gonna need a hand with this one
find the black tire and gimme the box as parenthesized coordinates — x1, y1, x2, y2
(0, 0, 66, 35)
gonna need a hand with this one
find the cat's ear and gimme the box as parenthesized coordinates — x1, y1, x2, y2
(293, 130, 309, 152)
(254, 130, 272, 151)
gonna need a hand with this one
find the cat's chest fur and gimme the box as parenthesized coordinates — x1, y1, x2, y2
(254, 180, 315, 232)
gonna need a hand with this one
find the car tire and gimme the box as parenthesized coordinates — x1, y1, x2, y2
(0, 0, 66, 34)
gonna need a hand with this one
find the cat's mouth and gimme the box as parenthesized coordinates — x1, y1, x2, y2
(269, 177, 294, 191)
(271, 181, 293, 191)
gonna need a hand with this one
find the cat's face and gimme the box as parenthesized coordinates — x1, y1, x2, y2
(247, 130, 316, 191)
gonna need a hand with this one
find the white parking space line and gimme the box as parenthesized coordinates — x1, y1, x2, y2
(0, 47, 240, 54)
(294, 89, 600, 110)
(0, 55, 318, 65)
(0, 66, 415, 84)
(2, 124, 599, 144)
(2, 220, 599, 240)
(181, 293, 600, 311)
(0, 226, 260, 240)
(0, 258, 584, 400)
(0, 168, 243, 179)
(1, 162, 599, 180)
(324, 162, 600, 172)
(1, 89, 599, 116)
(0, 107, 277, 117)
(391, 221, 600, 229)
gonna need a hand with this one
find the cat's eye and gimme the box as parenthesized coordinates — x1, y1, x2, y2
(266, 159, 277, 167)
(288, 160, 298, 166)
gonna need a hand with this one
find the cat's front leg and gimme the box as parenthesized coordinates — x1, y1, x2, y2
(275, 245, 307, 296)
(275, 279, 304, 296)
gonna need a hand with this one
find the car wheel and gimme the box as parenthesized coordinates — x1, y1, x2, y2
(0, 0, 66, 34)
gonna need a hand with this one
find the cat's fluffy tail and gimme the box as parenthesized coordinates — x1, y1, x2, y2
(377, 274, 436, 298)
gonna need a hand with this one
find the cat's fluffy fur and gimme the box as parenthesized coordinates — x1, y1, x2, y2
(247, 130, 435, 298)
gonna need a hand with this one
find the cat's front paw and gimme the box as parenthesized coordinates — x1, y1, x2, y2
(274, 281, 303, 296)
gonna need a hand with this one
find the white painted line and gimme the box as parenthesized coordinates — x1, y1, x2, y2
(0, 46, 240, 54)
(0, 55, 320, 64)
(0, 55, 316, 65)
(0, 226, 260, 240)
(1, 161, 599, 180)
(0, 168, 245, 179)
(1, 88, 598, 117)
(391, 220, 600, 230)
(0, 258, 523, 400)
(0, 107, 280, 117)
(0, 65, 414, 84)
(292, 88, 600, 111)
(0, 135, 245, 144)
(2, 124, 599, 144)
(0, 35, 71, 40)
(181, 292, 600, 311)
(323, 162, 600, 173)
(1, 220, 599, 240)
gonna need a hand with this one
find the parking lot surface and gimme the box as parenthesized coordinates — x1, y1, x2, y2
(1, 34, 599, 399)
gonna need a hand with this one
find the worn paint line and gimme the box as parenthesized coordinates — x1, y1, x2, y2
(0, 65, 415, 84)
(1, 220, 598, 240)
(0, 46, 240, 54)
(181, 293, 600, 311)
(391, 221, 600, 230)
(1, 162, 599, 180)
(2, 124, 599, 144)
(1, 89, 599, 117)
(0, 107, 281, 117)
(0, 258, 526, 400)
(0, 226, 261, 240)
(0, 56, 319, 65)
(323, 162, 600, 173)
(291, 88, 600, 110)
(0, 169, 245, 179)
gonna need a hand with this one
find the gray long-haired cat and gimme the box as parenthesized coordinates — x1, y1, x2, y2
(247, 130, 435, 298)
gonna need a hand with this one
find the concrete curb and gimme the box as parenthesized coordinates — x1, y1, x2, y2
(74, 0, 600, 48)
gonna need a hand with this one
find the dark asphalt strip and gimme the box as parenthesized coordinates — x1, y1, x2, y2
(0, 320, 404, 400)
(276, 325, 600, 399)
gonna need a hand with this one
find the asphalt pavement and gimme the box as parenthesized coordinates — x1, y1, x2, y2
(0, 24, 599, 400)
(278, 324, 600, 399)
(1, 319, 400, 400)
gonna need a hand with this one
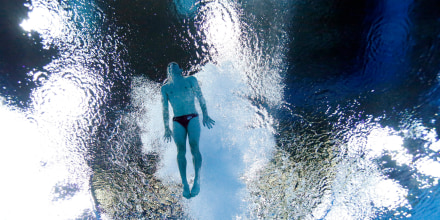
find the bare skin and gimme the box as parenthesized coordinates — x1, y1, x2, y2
(161, 62, 215, 199)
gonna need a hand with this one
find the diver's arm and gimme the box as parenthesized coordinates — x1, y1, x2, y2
(161, 86, 172, 141)
(190, 77, 208, 116)
(191, 77, 215, 128)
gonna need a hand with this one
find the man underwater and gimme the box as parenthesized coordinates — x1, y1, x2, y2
(161, 62, 215, 199)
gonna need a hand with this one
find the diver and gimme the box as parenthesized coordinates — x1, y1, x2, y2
(161, 62, 215, 199)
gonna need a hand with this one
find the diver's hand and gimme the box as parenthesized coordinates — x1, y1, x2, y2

Task objective | Print out every record above exactly as given. Do not include the pictures.

Solution to this task |
gonna need a hand with this one
find the black tire and gimme the box as parenthesized coordinates — x1, y1, x2, y2
(0, 0, 66, 35)
gonna need a hand with this one
find the cat's ear and gimme the box as parenthesized coordinates — x1, y1, x2, y2
(293, 130, 309, 152)
(254, 130, 272, 151)
gonna need a hand with this one
find the cat's chest fur and gimme the box as parenthesized coordinates — x1, y1, x2, y2
(254, 180, 315, 232)
gonna need a hand with this one
find the car tire and gimme the box as parenthesized coordinates — x1, y1, x2, y2
(0, 0, 66, 34)
gonna need a hand with this one
find the cat's mouth and gimme the box as parenthesized coordinates — x1, y1, x2, y2
(269, 177, 294, 191)
(271, 181, 293, 191)
gonna need a hand with this one
find the cat's face and gimme the box as parenthesized coordinates — x1, y1, x2, y2
(247, 130, 316, 191)
gonna need a hand with this one
find the white parking space line and gimme the box as parenthesized coordinates — x1, y1, x2, y2
(0, 47, 240, 54)
(294, 89, 600, 110)
(0, 55, 318, 65)
(0, 66, 415, 84)
(2, 124, 599, 144)
(2, 220, 599, 240)
(181, 293, 600, 311)
(0, 226, 260, 240)
(0, 258, 584, 400)
(0, 168, 243, 179)
(1, 162, 599, 180)
(324, 162, 600, 172)
(1, 89, 599, 116)
(0, 107, 277, 117)
(391, 221, 600, 229)
gonna need a hand with this one
find the cat's eye and gimme the box as parenthesized coordinates — x1, y1, x2, y2
(266, 159, 277, 167)
(288, 160, 298, 166)
gonna need a hand with this one
find the cat's front leg and gimme the box as parenthesized coordinates — x1, y1, x2, y2
(275, 245, 307, 296)
(275, 279, 304, 296)
gonna need a hand with this one
find the car wheel and gimme the box as parenthesized coordinates — x1, y1, x2, y2
(0, 0, 66, 34)
gonna need a hand with this one
find the cat's fluffy tail and gimme the box as parenthesized coordinates — x1, y1, x2, y2
(377, 274, 436, 298)
gonna need a hand with this one
find the cat's fluffy fur and gimme the box as parenthesized coordinates — x1, y1, x2, y2
(247, 130, 435, 298)
gonna need a hand with this one
find the cat's front paw and gimme the box as parenthesized coordinates — x1, y1, x2, y2
(274, 281, 303, 296)
gonna need a hand with this one
find the white painted line and gimme the box as parenthesized coordinates — x1, y1, x2, y2
(0, 46, 240, 54)
(0, 55, 320, 64)
(0, 55, 316, 65)
(0, 226, 260, 240)
(1, 161, 599, 180)
(0, 168, 245, 179)
(1, 88, 598, 117)
(391, 220, 600, 230)
(0, 258, 523, 400)
(0, 107, 280, 117)
(0, 65, 414, 84)
(292, 88, 600, 111)
(0, 135, 245, 144)
(2, 124, 599, 144)
(0, 35, 71, 40)
(181, 292, 600, 311)
(323, 162, 600, 173)
(1, 220, 599, 240)
gonna need a hand with this one
find the parking lot surface and gimme the box as parenthesized coordinates — x1, y1, x2, y2
(1, 34, 599, 399)
gonna need a hand with this one
find the worn paint line and gimme the box as parenthesized coordinates — x1, y1, x2, y2
(0, 65, 415, 84)
(1, 220, 598, 240)
(0, 46, 240, 54)
(181, 293, 600, 311)
(391, 221, 600, 230)
(1, 162, 599, 180)
(2, 124, 599, 144)
(1, 89, 599, 117)
(0, 107, 281, 117)
(0, 258, 526, 400)
(0, 226, 261, 240)
(0, 56, 319, 65)
(323, 162, 600, 173)
(291, 88, 600, 110)
(0, 169, 245, 179)
gonna need a hand with this one
find the gray long-haired cat and gimme the box as parenthesized coordinates — x1, y1, x2, y2
(247, 130, 435, 298)
gonna need a hand with this one
find the concrete curb and gimme the box as parenthesized coordinates — x1, y1, x2, y2
(74, 0, 600, 48)
gonna need a hand with this one
find the dark asphalt strip and gimme the box as parenthesized coordinates — x1, y1, x2, y2
(0, 320, 404, 400)
(276, 325, 600, 399)
gonna need a hand with this one
find the asphalt pavement and gimme the box as parenthesized coordinates — x1, y1, x2, y2
(0, 24, 599, 400)
(278, 324, 600, 399)
(1, 319, 400, 400)
gonna need a hand with this one
find the bare skin and gimme the box as parenthesized coordinates — x1, y1, x2, y2
(161, 62, 215, 199)
gonna need a hand with this one
find the diver's arm and gimme the box as parenthesized coordinates — x1, y1, x2, y2
(161, 86, 172, 141)
(190, 77, 208, 116)
(191, 77, 215, 128)
gonna need a hand with this one
find the man underwater and gimme the box as parenthesized coordinates — x1, y1, x2, y2
(161, 62, 215, 199)
gonna need a hand with this one
find the diver and gimme the box as parenthesized coordinates — x1, y1, x2, y2
(161, 62, 215, 199)
gonna need a hand with this one
find the diver's hand and gimme the box as parenthesized coordinates — x1, y1, x2, y2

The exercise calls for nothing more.